WHAT THIS TASK INVOLVES =
Which lines of the listing below contain the word "with"? Select every one of them.

EXERCISE DATA =

-- -- --

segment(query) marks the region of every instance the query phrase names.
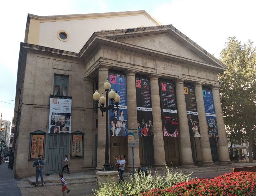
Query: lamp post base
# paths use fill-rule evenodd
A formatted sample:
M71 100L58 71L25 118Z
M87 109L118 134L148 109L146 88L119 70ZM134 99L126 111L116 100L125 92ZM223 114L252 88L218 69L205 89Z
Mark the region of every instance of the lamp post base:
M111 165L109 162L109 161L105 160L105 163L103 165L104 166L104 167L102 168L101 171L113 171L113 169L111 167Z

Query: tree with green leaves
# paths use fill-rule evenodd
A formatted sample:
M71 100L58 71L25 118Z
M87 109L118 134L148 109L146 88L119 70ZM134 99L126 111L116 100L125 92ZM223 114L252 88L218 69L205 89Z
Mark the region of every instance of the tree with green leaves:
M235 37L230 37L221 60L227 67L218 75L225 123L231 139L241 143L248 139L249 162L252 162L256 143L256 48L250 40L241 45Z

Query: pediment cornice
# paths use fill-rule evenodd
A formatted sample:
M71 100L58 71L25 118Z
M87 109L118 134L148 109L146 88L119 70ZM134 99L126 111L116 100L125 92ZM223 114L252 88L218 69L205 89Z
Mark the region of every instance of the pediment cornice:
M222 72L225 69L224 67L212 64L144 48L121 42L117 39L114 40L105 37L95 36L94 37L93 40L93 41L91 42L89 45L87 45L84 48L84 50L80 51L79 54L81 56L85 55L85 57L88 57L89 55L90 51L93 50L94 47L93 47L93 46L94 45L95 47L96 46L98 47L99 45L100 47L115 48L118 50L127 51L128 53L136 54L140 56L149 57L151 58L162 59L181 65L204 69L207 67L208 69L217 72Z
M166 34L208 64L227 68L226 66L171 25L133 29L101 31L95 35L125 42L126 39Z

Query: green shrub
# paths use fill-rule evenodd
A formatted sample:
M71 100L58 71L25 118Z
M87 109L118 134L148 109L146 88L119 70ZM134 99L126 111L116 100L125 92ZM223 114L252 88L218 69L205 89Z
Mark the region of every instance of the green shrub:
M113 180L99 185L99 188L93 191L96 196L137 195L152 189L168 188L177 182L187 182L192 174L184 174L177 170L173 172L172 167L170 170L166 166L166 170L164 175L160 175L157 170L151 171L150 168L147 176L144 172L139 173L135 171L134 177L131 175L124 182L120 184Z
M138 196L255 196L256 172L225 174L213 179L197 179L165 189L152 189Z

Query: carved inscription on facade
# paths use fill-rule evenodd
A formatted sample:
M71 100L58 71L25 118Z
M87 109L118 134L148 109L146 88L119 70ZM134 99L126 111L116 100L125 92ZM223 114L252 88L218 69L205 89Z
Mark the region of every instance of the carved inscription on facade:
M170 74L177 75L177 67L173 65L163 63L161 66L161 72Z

-- -- --

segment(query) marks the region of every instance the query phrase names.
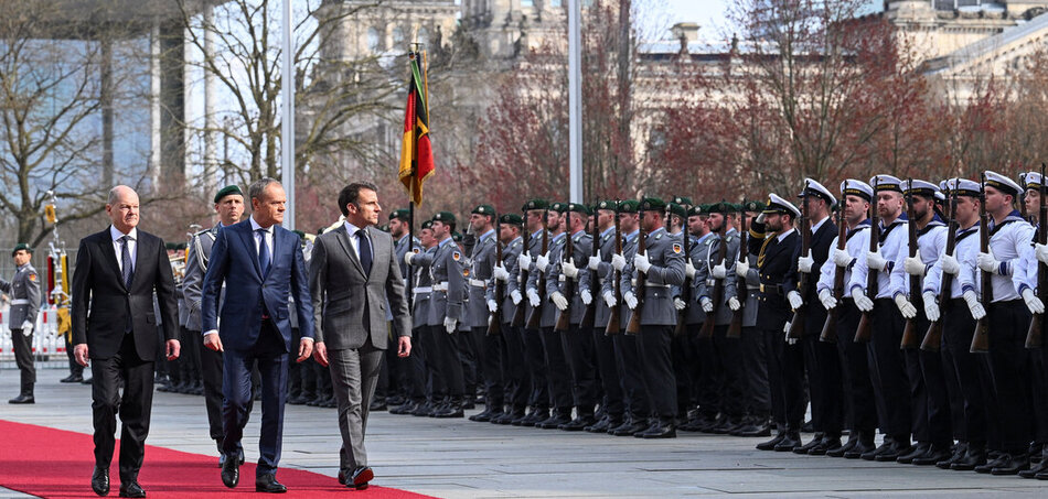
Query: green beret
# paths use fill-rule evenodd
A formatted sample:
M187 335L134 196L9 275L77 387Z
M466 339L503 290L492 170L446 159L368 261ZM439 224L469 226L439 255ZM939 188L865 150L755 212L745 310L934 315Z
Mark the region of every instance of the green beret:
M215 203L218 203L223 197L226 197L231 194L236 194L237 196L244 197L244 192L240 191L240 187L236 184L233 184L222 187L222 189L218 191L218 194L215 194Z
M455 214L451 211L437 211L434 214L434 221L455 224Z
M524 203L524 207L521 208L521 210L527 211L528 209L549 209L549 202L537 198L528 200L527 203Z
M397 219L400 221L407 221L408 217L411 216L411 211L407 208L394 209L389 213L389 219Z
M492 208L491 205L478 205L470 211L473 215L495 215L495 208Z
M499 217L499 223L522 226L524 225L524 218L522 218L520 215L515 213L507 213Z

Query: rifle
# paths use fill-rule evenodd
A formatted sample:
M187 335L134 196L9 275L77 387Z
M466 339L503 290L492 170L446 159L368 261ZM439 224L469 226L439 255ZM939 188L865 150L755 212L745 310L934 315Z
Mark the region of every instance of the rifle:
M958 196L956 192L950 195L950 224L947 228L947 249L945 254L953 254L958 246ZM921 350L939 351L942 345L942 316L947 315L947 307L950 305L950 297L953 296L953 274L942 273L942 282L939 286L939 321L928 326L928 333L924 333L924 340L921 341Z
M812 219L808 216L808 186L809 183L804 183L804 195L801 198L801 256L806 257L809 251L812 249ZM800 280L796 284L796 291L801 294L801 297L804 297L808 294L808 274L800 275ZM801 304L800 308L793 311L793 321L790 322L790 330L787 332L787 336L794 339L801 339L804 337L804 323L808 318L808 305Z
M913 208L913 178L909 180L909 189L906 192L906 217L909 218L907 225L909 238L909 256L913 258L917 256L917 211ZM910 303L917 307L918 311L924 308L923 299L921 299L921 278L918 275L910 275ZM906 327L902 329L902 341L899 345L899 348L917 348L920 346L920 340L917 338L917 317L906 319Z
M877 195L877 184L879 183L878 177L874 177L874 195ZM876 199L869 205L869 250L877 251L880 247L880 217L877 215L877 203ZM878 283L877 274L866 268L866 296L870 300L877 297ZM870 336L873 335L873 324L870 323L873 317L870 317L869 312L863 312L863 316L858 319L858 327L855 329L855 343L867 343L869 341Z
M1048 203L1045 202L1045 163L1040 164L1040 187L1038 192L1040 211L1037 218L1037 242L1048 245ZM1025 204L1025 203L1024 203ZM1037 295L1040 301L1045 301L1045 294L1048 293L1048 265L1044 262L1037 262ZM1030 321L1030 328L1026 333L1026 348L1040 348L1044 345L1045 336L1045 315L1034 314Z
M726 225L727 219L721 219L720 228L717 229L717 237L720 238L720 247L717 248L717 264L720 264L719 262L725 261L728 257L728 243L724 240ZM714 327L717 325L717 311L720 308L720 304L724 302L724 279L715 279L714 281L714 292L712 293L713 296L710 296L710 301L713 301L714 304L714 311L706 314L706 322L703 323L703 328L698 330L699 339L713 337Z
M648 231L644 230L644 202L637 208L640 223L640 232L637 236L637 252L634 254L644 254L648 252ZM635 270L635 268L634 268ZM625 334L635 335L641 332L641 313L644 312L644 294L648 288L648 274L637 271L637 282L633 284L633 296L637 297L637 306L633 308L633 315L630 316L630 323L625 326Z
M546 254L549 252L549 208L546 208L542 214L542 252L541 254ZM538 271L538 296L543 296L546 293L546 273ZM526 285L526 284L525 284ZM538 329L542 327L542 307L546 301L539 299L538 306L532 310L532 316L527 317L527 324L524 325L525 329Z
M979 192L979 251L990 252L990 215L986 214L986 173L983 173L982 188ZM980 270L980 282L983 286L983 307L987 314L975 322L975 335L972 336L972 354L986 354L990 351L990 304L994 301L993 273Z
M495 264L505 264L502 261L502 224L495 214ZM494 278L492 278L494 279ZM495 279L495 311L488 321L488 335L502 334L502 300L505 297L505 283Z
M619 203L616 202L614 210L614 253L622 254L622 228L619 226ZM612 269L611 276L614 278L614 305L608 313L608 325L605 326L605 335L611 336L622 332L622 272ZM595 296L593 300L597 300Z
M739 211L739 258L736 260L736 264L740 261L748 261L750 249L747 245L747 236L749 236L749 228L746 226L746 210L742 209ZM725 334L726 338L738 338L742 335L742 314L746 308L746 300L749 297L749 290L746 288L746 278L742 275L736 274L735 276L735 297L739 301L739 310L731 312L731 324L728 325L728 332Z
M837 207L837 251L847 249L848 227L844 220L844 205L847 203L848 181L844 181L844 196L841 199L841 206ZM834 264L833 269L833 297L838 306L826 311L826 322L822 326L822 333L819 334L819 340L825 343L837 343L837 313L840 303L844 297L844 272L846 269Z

-- -- --

OUTPUT OF THE TASK =
Query: tree with green leaves
Mark the region of every instance of the tree with green leaves:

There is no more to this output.